SELECTED PASSAGE:

I imagined a lot of stuff going to happen when I got back to school on the new year. I guess that will never happen, I mean maybe if I weren't flying back to Medan on that Monday, something might have happen but after 2 months, I doubt so. I was proven right but on some occasion on the first week of school. I felt like our eyes met and every time he saw me and I saw him we had... I felt like we had this sparks or connection but maybe it was a fault in my part that I didn't make a move or it was just me misinterpreting stuff (AGAIN) and so it diminished on the second week. SAD SAD!
This haunts me till my dream ya know. I mean it's so rare my dream was all about me gazing at a guy's smile and feeling I want that smile for me. And yet a few nights before, I dreamt about it and in my dream before I woke up, he was leaning his head in my soldier sleeping with that angelic face of his and my heart actually race. OH GOD DAMMIT! But it was only a dream. Although it was, my eyes since the first day of school had been following him and his adorable smiling face was imprinted in my minds.

EXERCISE TASKS:
[1] In the diary entry about returning to school, which city was the writer flying back to on that Monday?
[2] Retype the diary entry from "This haunts me" to "in my minds.".
[3] Continue the diary entry about the school crush, starting right after its final sentence.

ENTRIES PROVIDED:
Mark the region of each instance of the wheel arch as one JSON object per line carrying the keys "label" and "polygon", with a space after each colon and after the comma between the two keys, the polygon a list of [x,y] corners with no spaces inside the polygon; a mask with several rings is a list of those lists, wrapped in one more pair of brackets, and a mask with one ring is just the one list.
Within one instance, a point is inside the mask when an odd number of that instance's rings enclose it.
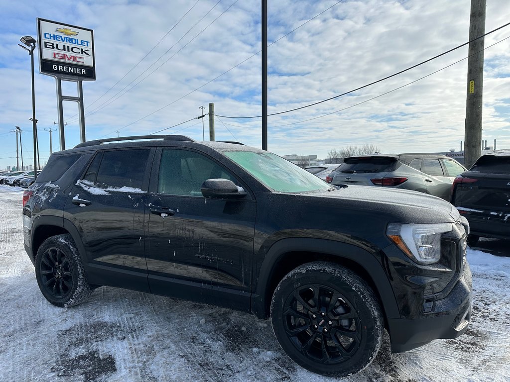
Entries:
{"label": "wheel arch", "polygon": [[38,217],[34,222],[32,232],[30,248],[34,260],[37,255],[37,251],[45,240],[57,235],[68,234],[72,237],[78,248],[84,267],[87,267],[85,248],[78,230],[68,220],[58,216],[43,215]]}
{"label": "wheel arch", "polygon": [[377,253],[370,253],[355,245],[334,240],[309,238],[278,240],[267,251],[259,271],[252,312],[259,318],[267,318],[274,290],[286,275],[303,264],[325,261],[342,265],[359,275],[377,296],[385,317],[399,318],[393,289],[377,256]]}

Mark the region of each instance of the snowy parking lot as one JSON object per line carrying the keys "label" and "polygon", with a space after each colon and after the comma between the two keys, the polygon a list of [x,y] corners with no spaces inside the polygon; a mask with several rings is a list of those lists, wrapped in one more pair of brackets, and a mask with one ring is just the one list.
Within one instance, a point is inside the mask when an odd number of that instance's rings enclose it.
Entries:
{"label": "snowy parking lot", "polygon": [[[23,249],[22,194],[0,186],[2,381],[340,380],[298,366],[269,322],[248,313],[106,287],[79,306],[51,305]],[[510,248],[497,241],[488,252],[468,250],[473,314],[465,335],[391,354],[386,335],[374,362],[344,380],[508,380]]]}

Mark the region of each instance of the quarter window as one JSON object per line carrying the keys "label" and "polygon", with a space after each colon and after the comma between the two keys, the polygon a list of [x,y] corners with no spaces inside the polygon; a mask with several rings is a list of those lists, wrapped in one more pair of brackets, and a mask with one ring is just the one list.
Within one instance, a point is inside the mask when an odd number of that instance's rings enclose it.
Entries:
{"label": "quarter window", "polygon": [[446,172],[449,176],[456,176],[466,171],[464,168],[455,160],[443,159],[443,163],[444,164],[445,167],[446,168]]}
{"label": "quarter window", "polygon": [[420,169],[421,168],[421,158],[418,158],[417,159],[413,159],[411,160],[411,163],[409,163],[409,166],[413,169],[416,169],[419,171]]}

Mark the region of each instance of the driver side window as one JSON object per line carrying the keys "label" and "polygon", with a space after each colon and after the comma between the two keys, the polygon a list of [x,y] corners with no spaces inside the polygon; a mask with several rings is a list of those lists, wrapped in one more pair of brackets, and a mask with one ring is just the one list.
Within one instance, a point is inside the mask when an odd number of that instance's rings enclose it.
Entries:
{"label": "driver side window", "polygon": [[202,183],[207,179],[217,178],[238,183],[230,173],[201,154],[177,149],[163,150],[158,184],[159,193],[201,197]]}

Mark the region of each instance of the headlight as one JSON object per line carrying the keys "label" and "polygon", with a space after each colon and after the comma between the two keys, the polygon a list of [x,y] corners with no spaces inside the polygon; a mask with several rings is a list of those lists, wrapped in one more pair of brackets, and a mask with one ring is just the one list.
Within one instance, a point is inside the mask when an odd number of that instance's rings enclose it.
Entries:
{"label": "headlight", "polygon": [[441,235],[453,230],[451,223],[390,223],[386,235],[397,247],[419,264],[434,264],[441,257]]}

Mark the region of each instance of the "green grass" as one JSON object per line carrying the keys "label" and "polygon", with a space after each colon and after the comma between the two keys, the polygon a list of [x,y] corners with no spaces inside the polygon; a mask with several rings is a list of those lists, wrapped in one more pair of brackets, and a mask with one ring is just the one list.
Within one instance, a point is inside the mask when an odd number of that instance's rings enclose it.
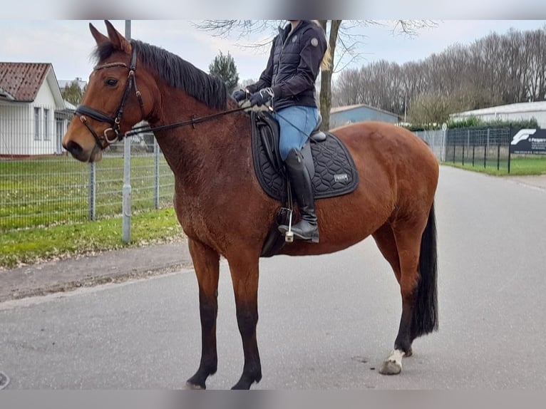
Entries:
{"label": "green grass", "polygon": [[451,162],[443,162],[442,165],[486,173],[493,176],[546,175],[546,157],[540,155],[525,158],[511,158],[510,173],[508,173],[508,159],[500,161],[498,170],[497,170],[496,160],[488,162],[486,167],[483,167],[483,162],[479,165],[476,164],[473,167],[472,163],[465,163],[463,165],[461,163],[453,163]]}
{"label": "green grass", "polygon": [[131,217],[131,242],[121,239],[121,217],[47,229],[8,232],[0,239],[0,269],[104,250],[138,247],[184,239],[173,209]]}
{"label": "green grass", "polygon": [[[97,219],[121,212],[123,158],[105,155],[96,164]],[[70,157],[0,160],[0,232],[89,219],[91,165]],[[131,157],[132,209],[155,207],[153,156]],[[172,203],[174,177],[163,155],[160,207]]]}

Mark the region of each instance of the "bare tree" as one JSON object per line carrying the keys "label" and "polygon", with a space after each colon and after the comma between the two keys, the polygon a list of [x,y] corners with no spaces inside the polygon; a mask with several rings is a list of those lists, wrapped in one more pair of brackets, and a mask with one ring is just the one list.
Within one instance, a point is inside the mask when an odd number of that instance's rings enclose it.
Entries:
{"label": "bare tree", "polygon": [[546,100],[546,26],[492,33],[401,66],[377,61],[347,69],[332,86],[336,105],[366,103],[414,121],[438,123],[447,110]]}
{"label": "bare tree", "polygon": [[[275,34],[273,29],[279,27],[282,21],[280,20],[203,20],[194,23],[194,25],[215,36],[227,36],[237,33],[239,38],[247,37],[256,32],[270,32],[269,39],[256,44],[257,47],[263,47],[270,44]],[[321,71],[319,103],[322,116],[321,125],[322,130],[329,128],[333,73],[337,69],[343,69],[350,62],[362,55],[360,45],[364,36],[356,34],[354,29],[371,24],[381,24],[392,27],[393,33],[403,33],[408,36],[414,36],[421,29],[436,26],[436,23],[426,20],[396,20],[383,22],[371,20],[319,20],[319,23],[324,29],[331,56],[331,63]]]}

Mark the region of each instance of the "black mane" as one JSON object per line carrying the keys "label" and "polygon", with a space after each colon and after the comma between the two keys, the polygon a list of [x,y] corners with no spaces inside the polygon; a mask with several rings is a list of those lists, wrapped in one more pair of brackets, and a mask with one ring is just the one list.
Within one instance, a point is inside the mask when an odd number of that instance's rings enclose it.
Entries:
{"label": "black mane", "polygon": [[[228,92],[221,78],[210,76],[178,56],[155,46],[138,40],[131,40],[131,45],[143,64],[157,71],[170,85],[184,90],[209,108],[225,109]],[[97,46],[93,56],[99,62],[103,61],[114,51],[112,43],[106,41]]]}

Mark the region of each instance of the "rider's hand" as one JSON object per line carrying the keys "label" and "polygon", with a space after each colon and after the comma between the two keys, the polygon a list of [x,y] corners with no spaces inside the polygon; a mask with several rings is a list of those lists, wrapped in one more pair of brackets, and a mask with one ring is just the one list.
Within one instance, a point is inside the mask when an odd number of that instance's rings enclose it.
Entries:
{"label": "rider's hand", "polygon": [[240,102],[244,99],[247,99],[248,93],[246,90],[237,90],[232,94],[232,96],[237,102]]}
{"label": "rider's hand", "polygon": [[261,106],[270,101],[274,96],[275,94],[273,93],[273,90],[270,88],[267,88],[252,94],[249,100],[250,101],[250,105],[252,106],[255,105]]}

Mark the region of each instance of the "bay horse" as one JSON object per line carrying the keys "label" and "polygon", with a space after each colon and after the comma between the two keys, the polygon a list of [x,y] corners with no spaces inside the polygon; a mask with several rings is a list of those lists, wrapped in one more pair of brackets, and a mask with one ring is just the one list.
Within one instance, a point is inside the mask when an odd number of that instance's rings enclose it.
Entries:
{"label": "bay horse", "polygon": [[[163,48],[128,41],[105,23],[108,36],[89,24],[98,65],[63,146],[77,160],[98,161],[110,143],[148,121],[174,173],[174,206],[199,287],[201,360],[186,387],[205,389],[207,377],[217,371],[223,256],[244,352],[242,374],[233,388],[249,389],[262,378],[256,337],[259,261],[279,204],[257,180],[249,115],[236,109],[219,78]],[[281,254],[332,253],[374,237],[400,285],[398,335],[379,369],[397,374],[403,357],[412,353],[413,341],[438,329],[434,196],[438,164],[424,142],[393,125],[363,122],[331,132],[352,155],[359,184],[351,193],[316,201],[319,243],[295,241]]]}

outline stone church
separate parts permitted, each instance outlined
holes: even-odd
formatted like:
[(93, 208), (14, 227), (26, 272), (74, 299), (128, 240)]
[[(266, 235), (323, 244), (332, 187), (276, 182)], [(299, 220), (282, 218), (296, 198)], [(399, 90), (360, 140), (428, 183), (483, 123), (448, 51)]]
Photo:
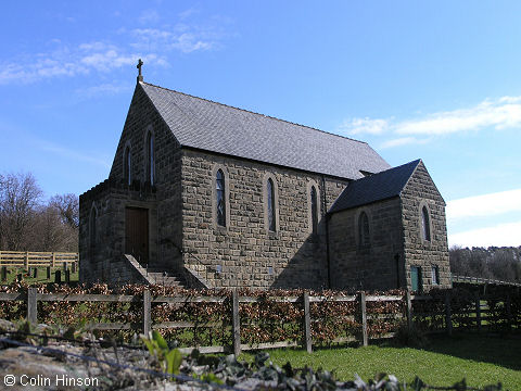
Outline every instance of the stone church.
[[(140, 70), (141, 71), (141, 70)], [(450, 286), (421, 160), (143, 81), (109, 178), (80, 195), (80, 280), (194, 288)]]

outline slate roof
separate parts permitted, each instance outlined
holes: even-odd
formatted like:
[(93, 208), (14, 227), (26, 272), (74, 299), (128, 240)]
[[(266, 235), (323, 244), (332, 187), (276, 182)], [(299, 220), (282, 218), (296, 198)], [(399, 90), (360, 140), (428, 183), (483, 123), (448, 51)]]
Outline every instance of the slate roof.
[(399, 195), (421, 160), (354, 180), (340, 194), (329, 213), (367, 205)]
[(366, 142), (140, 83), (182, 147), (358, 179), (390, 165)]

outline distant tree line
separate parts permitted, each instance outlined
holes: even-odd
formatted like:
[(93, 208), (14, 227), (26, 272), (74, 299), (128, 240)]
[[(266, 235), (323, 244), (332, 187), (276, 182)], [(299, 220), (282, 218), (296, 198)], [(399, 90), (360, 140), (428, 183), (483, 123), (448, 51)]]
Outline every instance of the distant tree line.
[(521, 245), (460, 248), (453, 247), (450, 272), (455, 275), (521, 282)]
[(0, 250), (78, 251), (78, 197), (42, 193), (30, 173), (0, 174)]

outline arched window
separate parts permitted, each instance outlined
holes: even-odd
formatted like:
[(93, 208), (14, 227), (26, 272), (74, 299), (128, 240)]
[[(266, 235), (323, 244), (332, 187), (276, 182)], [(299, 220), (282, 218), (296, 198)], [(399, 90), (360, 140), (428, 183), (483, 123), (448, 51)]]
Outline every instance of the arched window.
[(155, 184), (154, 135), (152, 131), (147, 135), (147, 180), (150, 185)]
[(431, 223), (429, 220), (429, 211), (427, 206), (421, 209), (421, 237), (423, 240), (431, 240)]
[(312, 186), (312, 232), (318, 232), (318, 205), (317, 205), (317, 189)]
[(215, 184), (216, 184), (215, 195), (216, 195), (216, 206), (217, 206), (217, 225), (221, 227), (226, 227), (226, 200), (225, 200), (226, 182), (225, 182), (225, 174), (220, 168), (217, 171)]
[(96, 212), (96, 207), (92, 207), (90, 212), (90, 222), (89, 222), (89, 231), (90, 231), (90, 247), (93, 249), (96, 248), (96, 218), (98, 213)]
[(366, 212), (361, 212), (358, 217), (358, 244), (360, 247), (369, 245), (369, 218)]
[(275, 186), (271, 178), (268, 178), (266, 184), (266, 194), (268, 198), (268, 229), (276, 231), (276, 216), (275, 216)]
[(132, 184), (132, 155), (128, 146), (125, 148), (124, 165), (125, 182), (130, 186)]

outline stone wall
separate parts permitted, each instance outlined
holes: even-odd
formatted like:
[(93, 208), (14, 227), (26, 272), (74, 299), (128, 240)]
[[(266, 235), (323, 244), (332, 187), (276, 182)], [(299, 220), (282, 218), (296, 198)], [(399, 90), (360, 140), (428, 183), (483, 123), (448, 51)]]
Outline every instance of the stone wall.
[[(128, 187), (107, 179), (79, 198), (79, 278), (81, 282), (129, 282), (139, 276), (128, 269), (125, 253), (125, 209), (149, 210), (149, 252), (157, 257), (157, 207), (151, 188)], [(91, 241), (91, 214), (96, 210), (94, 244)]]
[[(328, 285), (325, 207), (346, 181), (195, 150), (182, 150), (185, 264), (214, 287), (322, 288)], [(215, 173), (225, 172), (227, 227), (215, 220)], [(278, 230), (266, 224), (266, 180), (277, 189)], [(309, 184), (319, 194), (312, 234)], [(325, 195), (326, 194), (326, 195)], [(201, 269), (201, 265), (204, 265)]]
[(157, 228), (149, 229), (156, 242), (156, 251), (150, 262), (157, 267), (180, 269), (182, 257), (178, 249), (182, 242), (181, 223), (181, 150), (170, 129), (166, 126), (150, 99), (138, 84), (117, 146), (110, 178), (124, 178), (124, 151), (131, 148), (132, 178), (148, 182), (147, 135), (154, 136), (154, 161), (157, 209)]
[[(407, 282), (410, 287), (410, 266), (421, 267), (423, 290), (432, 288), (431, 268), (437, 266), (442, 288), (450, 287), (445, 202), (420, 163), (402, 191)], [(431, 240), (422, 240), (421, 207), (427, 205), (430, 216)]]
[[(369, 218), (369, 245), (358, 242), (361, 212)], [(331, 215), (329, 232), (333, 289), (387, 290), (405, 286), (398, 197)]]

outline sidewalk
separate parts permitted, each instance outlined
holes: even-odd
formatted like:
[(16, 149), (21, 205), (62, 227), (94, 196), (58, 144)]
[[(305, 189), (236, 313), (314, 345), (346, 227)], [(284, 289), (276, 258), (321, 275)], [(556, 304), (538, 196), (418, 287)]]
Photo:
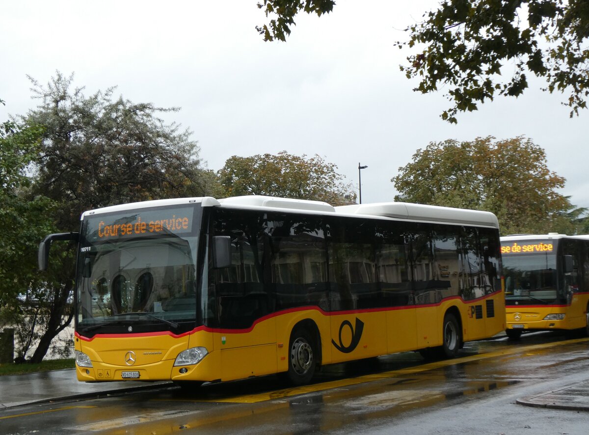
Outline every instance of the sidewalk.
[(538, 396), (518, 399), (516, 401), (528, 406), (589, 411), (589, 381), (573, 384)]
[(79, 382), (74, 368), (0, 376), (0, 411), (33, 403), (123, 393), (168, 384), (170, 383)]

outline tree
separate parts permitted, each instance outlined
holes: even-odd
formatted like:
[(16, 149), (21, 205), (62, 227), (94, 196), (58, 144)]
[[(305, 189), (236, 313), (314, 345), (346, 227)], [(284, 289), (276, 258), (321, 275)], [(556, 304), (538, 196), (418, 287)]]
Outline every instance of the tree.
[[(544, 150), (523, 137), (446, 140), (418, 150), (391, 181), (395, 200), (494, 213), (501, 233), (572, 233), (565, 179), (551, 172)], [(573, 213), (574, 214), (574, 213)]]
[(52, 202), (28, 195), (31, 180), (26, 172), (37, 159), (42, 134), (38, 126), (0, 125), (0, 307), (8, 305), (9, 311), (15, 309), (18, 295), (40, 285), (37, 249), (53, 229), (47, 216)]
[[(157, 116), (177, 108), (114, 99), (114, 88), (86, 97), (83, 88), (71, 89), (73, 75), (59, 72), (46, 86), (31, 80), (40, 104), (24, 119), (44, 126), (32, 192), (57, 204), (52, 217), (60, 231), (77, 230), (84, 210), (204, 196), (214, 187), (211, 172), (200, 166), (190, 132)], [(57, 245), (52, 248), (46, 287), (29, 296), (47, 304), (41, 313), (45, 330), (31, 362), (42, 359), (72, 318), (73, 252)]]
[[(589, 94), (589, 4), (584, 0), (446, 0), (409, 27), (408, 41), (426, 44), (401, 66), (419, 77), (413, 90), (444, 87), (454, 106), (441, 114), (456, 123), (458, 111), (477, 110), (496, 95), (517, 97), (528, 87), (526, 71), (544, 78), (543, 90), (568, 93), (570, 116)], [(503, 77), (507, 78), (502, 80)]]
[(256, 26), (256, 29), (264, 37), (264, 41), (286, 41), (290, 34), (290, 26), (296, 25), (294, 15), (300, 11), (307, 14), (316, 14), (321, 17), (333, 9), (333, 0), (264, 0), (257, 6), (263, 9), (266, 18), (276, 17), (268, 24)]
[(276, 155), (233, 156), (219, 174), (229, 196), (270, 195), (349, 203), (356, 195), (336, 169), (317, 155), (307, 158), (283, 151)]
[[(257, 27), (266, 41), (284, 41), (300, 11), (319, 16), (331, 0), (264, 0), (258, 4), (269, 25)], [(401, 71), (421, 80), (413, 90), (442, 87), (454, 106), (441, 115), (456, 123), (457, 113), (475, 110), (497, 95), (517, 97), (528, 87), (526, 72), (546, 80), (543, 90), (567, 93), (570, 116), (587, 107), (589, 94), (589, 4), (585, 0), (445, 0), (409, 27), (399, 48), (416, 48)], [(507, 77), (504, 80), (501, 79)]]

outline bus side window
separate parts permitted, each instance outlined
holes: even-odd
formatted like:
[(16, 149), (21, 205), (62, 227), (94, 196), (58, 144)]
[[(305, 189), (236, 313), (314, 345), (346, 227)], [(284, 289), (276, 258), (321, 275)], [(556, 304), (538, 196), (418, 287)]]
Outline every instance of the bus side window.
[(379, 223), (376, 226), (376, 267), (383, 307), (413, 303), (406, 231), (401, 222)]

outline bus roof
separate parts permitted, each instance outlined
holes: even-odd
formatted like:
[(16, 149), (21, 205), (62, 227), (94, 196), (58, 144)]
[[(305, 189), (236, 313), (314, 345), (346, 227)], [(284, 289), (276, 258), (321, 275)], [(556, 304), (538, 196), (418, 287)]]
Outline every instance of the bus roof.
[(567, 236), (566, 234), (548, 233), (548, 234), (511, 234), (501, 237), (501, 242), (517, 242), (526, 240), (554, 240), (558, 239), (577, 239), (577, 240), (589, 240), (589, 235), (583, 234), (577, 236)]
[(356, 218), (362, 216), (366, 218), (375, 216), (384, 218), (394, 218), (401, 219), (452, 222), (471, 225), (484, 225), (494, 228), (499, 228), (497, 217), (489, 212), (403, 202), (355, 204), (333, 207), (326, 202), (321, 201), (280, 198), (262, 195), (234, 196), (219, 200), (210, 196), (204, 196), (143, 201), (86, 211), (82, 213), (81, 219), (94, 214), (194, 203), (200, 203), (203, 207), (220, 206), (249, 210), (281, 209), (284, 211), (290, 210), (299, 213), (301, 212), (313, 214), (327, 213), (333, 213), (338, 216), (350, 216)]

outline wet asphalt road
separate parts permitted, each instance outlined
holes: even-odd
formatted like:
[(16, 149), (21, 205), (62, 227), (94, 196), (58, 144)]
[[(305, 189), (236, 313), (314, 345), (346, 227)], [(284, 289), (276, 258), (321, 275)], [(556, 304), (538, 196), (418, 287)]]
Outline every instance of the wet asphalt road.
[(0, 433), (589, 433), (589, 411), (518, 398), (589, 379), (589, 339), (555, 333), (466, 344), (453, 360), (406, 352), (325, 368), (313, 385), (277, 377), (166, 387), (11, 409)]

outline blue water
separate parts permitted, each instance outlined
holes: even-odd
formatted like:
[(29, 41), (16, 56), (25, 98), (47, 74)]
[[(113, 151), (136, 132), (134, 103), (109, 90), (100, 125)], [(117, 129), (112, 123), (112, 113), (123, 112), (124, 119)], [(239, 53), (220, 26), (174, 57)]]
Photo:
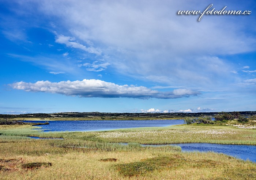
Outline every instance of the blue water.
[[(25, 122), (28, 121), (24, 121)], [(31, 121), (29, 121), (31, 122)], [(33, 121), (45, 122), (45, 121)], [(182, 124), (182, 120), (91, 121), (50, 121), (50, 124), (37, 126), (45, 132), (107, 130), (117, 129), (160, 127)]]
[(160, 146), (177, 145), (181, 147), (182, 151), (214, 151), (223, 153), (238, 158), (256, 163), (256, 146), (220, 144), (212, 143), (177, 143), (163, 145), (142, 145), (142, 146)]
[[(37, 121), (36, 122), (44, 123), (46, 121)], [(182, 124), (184, 124), (184, 121), (182, 120), (51, 121), (49, 122), (50, 124), (49, 125), (37, 126), (42, 127), (42, 129), (45, 132), (98, 131), (143, 127), (165, 126)], [(180, 146), (182, 151), (214, 151), (236, 157), (244, 160), (249, 159), (256, 163), (256, 146), (211, 143), (178, 143), (150, 145), (169, 145)]]

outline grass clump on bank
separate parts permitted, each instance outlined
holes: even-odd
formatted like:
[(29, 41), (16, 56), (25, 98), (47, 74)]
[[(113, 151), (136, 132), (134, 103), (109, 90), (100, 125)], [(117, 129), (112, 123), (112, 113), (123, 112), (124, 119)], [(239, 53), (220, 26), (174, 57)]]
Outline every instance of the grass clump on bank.
[(38, 169), (39, 168), (44, 167), (48, 168), (52, 165), (51, 163), (30, 163), (22, 165), (22, 168), (24, 169)]

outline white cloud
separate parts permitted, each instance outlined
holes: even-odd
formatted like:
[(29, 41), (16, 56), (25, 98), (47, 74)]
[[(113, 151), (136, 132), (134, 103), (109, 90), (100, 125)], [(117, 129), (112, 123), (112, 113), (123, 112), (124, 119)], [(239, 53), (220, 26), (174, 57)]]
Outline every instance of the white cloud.
[(191, 2), (45, 0), (38, 7), (69, 30), (57, 42), (107, 55), (120, 73), (167, 85), (222, 87), (234, 67), (218, 56), (253, 50), (255, 37), (228, 16), (205, 16), (197, 23), (196, 16), (177, 15), (179, 9), (206, 8)]
[(245, 71), (244, 70), (242, 70), (242, 71), (244, 73), (256, 73), (256, 70), (254, 70), (254, 71)]
[(155, 110), (154, 108), (151, 108), (148, 110), (144, 110), (144, 109), (141, 109), (140, 111), (142, 113), (161, 113), (162, 111), (156, 109)]
[[(176, 91), (175, 93), (170, 91), (161, 92), (144, 86), (126, 85), (121, 86), (98, 79), (68, 81), (59, 82), (42, 81), (35, 83), (21, 81), (10, 85), (13, 89), (28, 91), (43, 92), (87, 97), (169, 99), (197, 95), (199, 93), (196, 91), (193, 91), (193, 91), (190, 90), (182, 90), (182, 93), (178, 93)], [(175, 90), (174, 90), (174, 91)], [(178, 91), (179, 90), (177, 90)], [(188, 94), (186, 94), (186, 92)]]
[(182, 113), (192, 113), (192, 110), (189, 109), (187, 109), (186, 110), (179, 110), (178, 111), (178, 112), (180, 112)]
[(245, 83), (248, 85), (254, 85), (256, 84), (256, 79), (251, 79), (244, 80)]
[(63, 55), (64, 56), (67, 56), (68, 55), (68, 52), (65, 52), (65, 53), (63, 53), (63, 54), (62, 54), (62, 55)]
[(215, 109), (208, 108), (205, 108), (205, 107), (204, 107), (202, 109), (200, 107), (197, 107), (197, 109), (198, 111), (199, 111), (200, 112), (210, 111), (214, 111), (214, 110), (217, 110), (217, 109)]
[(86, 63), (83, 64), (78, 64), (78, 67), (84, 66), (87, 67), (86, 70), (89, 71), (99, 72), (106, 69), (110, 63), (107, 62), (95, 61), (92, 63)]
[(49, 73), (50, 74), (64, 74), (65, 73), (64, 72), (54, 72), (54, 71), (50, 71), (49, 72)]
[(245, 66), (243, 67), (243, 69), (249, 69), (249, 68), (250, 68), (250, 66)]
[(231, 73), (232, 73), (238, 74), (237, 71), (236, 71), (233, 70), (233, 71), (231, 71), (230, 72)]
[(87, 47), (77, 42), (74, 42), (75, 38), (74, 37), (66, 36), (62, 35), (57, 35), (55, 38), (55, 42), (60, 44), (65, 44), (68, 47), (73, 48), (80, 49), (90, 53), (93, 53), (99, 55), (101, 51), (97, 48), (92, 46)]

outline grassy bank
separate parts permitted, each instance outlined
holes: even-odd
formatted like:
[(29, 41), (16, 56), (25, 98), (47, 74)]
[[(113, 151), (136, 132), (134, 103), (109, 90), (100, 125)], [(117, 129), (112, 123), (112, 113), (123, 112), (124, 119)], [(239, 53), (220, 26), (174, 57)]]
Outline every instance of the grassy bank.
[[(255, 179), (256, 164), (222, 154), (138, 143), (256, 144), (256, 130), (217, 125), (44, 133), (0, 126), (0, 179)], [(34, 140), (22, 136), (63, 137)], [(113, 142), (130, 142), (128, 145)]]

THE RESPONSES:
[1] Medan.

[2]
This haunts me till my dream ya know. I mean it's so rare my dream was all about me gazing at a guy's smile and feeling I want that smile for me. And yet a few nights before, I dreamt about it and in my dream before I woke up, he was leaning his head in my soldier sleeping with that angelic face of his and my heart actually race. OH GOD DAMMIT! But it was only a dream. Although it was, my eyes since the first day of school had been following him and his adorable smiling face was imprinted in my minds.

[3]
I rarely falls in love and I can guarantee you this is not love. I know I need my time for IB but I also do hope I have some sort of improvement in my love life.
Oh cupid, help me out on this... I may have interpreted him wrongly or imagining stuff that did not happen on that day but at least tell me if I was wrong or right. Not being able to know the real truth and kept me feeling like I like him, isn't such a wonderful thing. NGAHHHHH?!
This is a long post with worthless fanciness... I hope you are not wasting to much of your life on this.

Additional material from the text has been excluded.